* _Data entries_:

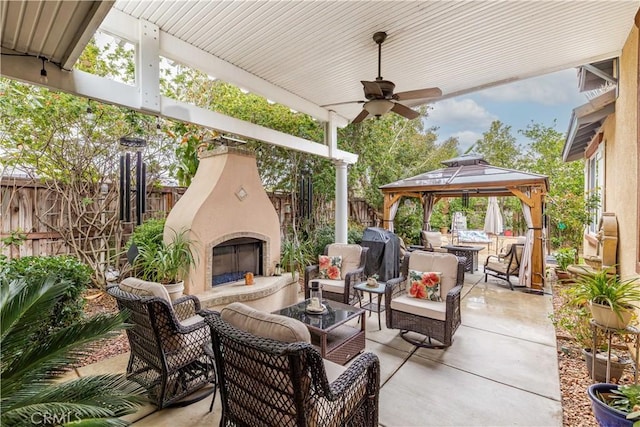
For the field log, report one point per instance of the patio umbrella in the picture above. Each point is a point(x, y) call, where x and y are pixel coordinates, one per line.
point(493, 218)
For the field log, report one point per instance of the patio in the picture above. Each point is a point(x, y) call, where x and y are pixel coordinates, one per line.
point(501, 369)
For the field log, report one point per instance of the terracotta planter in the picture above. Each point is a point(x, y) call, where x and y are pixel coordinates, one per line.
point(603, 315)
point(175, 290)
point(564, 276)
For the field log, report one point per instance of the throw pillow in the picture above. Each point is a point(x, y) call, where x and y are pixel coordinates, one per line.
point(329, 267)
point(424, 285)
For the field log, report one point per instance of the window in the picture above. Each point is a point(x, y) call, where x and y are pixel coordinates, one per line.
point(594, 184)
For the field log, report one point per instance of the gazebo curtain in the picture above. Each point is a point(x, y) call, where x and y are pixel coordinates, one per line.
point(393, 210)
point(525, 265)
point(428, 208)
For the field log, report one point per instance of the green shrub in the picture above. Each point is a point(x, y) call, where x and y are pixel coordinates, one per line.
point(325, 235)
point(149, 233)
point(62, 268)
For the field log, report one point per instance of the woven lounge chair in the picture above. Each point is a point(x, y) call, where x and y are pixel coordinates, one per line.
point(504, 266)
point(167, 343)
point(435, 319)
point(354, 258)
point(285, 382)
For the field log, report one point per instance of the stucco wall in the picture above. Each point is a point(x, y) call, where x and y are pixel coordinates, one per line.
point(621, 157)
point(225, 200)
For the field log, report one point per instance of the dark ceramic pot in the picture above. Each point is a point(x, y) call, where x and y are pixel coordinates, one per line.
point(606, 415)
point(617, 368)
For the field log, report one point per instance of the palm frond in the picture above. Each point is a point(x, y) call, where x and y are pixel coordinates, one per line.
point(53, 355)
point(22, 304)
point(28, 369)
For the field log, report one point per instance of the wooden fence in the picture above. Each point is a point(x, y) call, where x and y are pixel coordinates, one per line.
point(26, 206)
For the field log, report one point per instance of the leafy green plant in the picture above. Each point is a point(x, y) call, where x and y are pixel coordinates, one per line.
point(31, 391)
point(295, 255)
point(165, 263)
point(602, 288)
point(63, 268)
point(565, 257)
point(15, 238)
point(148, 233)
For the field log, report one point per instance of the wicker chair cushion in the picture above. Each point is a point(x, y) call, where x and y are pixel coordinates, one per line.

* _AIM OF THE TASK_:
Extract the lines of the listing from its beginning up to and including the line containing "point(501, 369)", and reproduce them without alteration. Leave the pictures out of the answer.

* _CORRECT RESULT_:
For the field log, report one point per instance of the patio umbrella in the picture above. Each point is a point(x, y) call, where x and y are pixel coordinates, one per line.
point(493, 218)
For the field log, report one point per instance of the patio in the picture above. Each point is a point(x, y) call, where x and y are pixel coordinates, one per line.
point(501, 369)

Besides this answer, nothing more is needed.